Required work: Reproduce the records verbatim, from their beginning through the line containing "261L341 469L334 407L300".

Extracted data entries
################

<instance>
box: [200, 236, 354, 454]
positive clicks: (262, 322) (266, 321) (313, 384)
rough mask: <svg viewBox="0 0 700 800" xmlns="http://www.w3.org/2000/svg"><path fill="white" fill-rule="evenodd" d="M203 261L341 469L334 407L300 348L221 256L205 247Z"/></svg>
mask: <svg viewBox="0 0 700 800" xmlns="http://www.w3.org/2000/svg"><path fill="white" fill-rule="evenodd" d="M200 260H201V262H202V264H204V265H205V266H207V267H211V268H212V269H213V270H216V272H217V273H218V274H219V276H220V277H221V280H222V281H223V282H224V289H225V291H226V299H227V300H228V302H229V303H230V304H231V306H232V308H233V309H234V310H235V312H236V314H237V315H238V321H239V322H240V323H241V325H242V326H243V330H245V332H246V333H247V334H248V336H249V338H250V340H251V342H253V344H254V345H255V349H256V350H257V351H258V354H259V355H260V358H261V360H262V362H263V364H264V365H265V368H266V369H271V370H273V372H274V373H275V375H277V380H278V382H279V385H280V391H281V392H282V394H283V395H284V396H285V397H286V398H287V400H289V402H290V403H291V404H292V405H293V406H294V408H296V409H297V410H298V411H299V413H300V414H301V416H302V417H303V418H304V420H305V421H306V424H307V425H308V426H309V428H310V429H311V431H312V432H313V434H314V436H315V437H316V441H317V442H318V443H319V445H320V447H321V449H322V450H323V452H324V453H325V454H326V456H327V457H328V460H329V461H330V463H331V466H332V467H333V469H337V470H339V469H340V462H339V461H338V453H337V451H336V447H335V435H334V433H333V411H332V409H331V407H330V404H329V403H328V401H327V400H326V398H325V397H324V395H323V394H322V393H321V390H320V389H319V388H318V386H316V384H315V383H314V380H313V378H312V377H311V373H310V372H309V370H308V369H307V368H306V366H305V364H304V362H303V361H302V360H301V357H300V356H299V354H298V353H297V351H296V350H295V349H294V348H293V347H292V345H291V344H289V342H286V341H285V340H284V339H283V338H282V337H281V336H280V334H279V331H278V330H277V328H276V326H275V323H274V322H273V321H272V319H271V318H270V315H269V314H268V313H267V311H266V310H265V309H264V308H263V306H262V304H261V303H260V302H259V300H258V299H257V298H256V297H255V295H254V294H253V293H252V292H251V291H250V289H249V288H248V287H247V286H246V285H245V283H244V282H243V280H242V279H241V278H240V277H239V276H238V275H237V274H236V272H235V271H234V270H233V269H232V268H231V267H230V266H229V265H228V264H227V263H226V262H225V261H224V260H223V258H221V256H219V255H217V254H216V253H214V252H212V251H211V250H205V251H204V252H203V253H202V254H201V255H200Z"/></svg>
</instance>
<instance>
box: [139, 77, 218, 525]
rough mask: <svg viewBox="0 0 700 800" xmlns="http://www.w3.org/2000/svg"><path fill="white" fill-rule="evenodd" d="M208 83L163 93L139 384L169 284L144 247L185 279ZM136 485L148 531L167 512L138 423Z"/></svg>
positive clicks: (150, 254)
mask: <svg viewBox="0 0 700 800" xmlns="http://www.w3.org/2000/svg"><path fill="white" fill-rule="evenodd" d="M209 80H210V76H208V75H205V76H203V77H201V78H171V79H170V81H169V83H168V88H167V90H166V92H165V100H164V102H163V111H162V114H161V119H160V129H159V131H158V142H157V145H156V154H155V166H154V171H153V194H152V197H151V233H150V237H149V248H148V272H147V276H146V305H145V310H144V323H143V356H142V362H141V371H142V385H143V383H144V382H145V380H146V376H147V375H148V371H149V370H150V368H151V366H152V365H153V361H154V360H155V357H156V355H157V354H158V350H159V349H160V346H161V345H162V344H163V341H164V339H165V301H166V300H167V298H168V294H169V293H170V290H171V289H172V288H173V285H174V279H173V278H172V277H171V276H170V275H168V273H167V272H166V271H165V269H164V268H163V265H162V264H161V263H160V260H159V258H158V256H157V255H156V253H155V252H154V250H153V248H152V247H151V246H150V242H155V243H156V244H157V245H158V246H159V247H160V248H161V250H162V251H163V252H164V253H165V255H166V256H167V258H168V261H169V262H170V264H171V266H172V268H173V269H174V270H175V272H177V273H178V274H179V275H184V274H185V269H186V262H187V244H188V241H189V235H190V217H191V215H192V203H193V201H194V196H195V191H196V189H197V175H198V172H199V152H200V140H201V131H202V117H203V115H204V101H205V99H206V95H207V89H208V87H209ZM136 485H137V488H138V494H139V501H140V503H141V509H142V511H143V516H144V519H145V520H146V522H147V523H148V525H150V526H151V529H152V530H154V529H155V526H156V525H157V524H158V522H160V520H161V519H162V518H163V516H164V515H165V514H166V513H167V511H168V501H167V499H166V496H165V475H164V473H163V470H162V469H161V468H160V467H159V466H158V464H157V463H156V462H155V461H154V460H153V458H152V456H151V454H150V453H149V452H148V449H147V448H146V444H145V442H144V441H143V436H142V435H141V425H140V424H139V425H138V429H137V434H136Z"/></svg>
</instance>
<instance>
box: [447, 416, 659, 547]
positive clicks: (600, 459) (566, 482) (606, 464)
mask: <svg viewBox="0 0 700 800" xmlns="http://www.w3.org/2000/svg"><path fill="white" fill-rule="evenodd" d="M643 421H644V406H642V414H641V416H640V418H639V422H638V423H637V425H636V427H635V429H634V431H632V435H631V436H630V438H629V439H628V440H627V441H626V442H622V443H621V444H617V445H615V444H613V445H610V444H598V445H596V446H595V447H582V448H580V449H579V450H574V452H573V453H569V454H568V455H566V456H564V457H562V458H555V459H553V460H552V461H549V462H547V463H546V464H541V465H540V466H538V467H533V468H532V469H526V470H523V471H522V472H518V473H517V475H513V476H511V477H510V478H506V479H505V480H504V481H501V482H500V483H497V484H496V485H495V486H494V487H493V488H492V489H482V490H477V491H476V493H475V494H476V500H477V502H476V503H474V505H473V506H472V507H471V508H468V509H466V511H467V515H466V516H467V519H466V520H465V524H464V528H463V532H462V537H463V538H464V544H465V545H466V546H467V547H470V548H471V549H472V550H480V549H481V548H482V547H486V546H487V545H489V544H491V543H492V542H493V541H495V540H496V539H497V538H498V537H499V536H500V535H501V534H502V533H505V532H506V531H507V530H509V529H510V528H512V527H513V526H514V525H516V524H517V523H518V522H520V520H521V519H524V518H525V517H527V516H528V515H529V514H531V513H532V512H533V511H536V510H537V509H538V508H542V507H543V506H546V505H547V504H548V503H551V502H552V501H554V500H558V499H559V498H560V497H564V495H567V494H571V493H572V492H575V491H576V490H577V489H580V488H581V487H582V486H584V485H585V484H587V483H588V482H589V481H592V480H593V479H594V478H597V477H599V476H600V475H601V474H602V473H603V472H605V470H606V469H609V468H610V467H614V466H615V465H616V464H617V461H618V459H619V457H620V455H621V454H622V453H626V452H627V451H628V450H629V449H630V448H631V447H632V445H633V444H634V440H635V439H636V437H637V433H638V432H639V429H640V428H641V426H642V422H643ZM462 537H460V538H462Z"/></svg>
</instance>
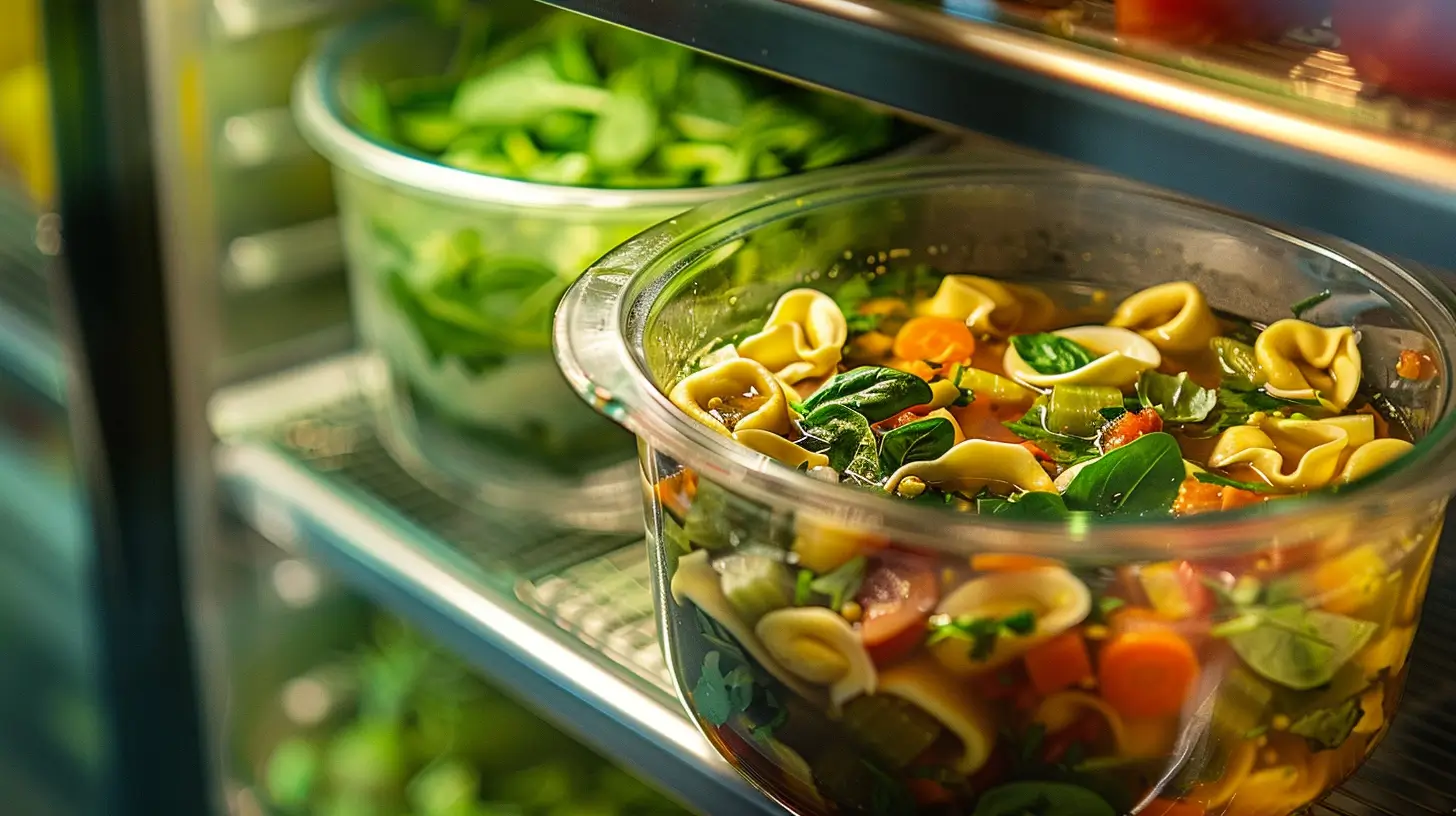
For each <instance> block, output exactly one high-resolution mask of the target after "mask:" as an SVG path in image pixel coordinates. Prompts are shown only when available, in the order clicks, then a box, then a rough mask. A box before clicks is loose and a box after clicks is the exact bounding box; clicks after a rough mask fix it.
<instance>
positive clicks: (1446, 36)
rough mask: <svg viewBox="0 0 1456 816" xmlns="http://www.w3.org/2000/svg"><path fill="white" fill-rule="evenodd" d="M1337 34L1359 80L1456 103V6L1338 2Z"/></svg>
mask: <svg viewBox="0 0 1456 816" xmlns="http://www.w3.org/2000/svg"><path fill="white" fill-rule="evenodd" d="M1334 25H1335V32H1337V34H1338V35H1340V42H1341V51H1344V52H1345V54H1347V55H1348V57H1350V64H1351V66H1353V67H1354V68H1356V71H1358V77H1360V79H1361V80H1364V82H1369V83H1372V85H1376V86H1380V87H1383V89H1386V90H1392V92H1396V93H1406V95H1411V96H1424V98H1439V99H1453V98H1456V51H1453V50H1452V47H1450V44H1452V39H1453V38H1456V3H1452V1H1450V0H1335V10H1334Z"/></svg>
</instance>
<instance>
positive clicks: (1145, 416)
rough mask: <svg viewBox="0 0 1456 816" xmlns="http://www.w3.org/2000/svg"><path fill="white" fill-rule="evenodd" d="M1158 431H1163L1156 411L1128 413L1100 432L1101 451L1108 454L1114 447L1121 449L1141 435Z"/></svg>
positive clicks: (1122, 415)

################

Completed task:
<instance>
box: [200, 236, 354, 454]
positive clicks: (262, 322) (266, 321) (313, 384)
rough mask: <svg viewBox="0 0 700 800" xmlns="http://www.w3.org/2000/svg"><path fill="white" fill-rule="evenodd" d="M203 261L341 469L334 407L300 348L221 256L205 247Z"/></svg>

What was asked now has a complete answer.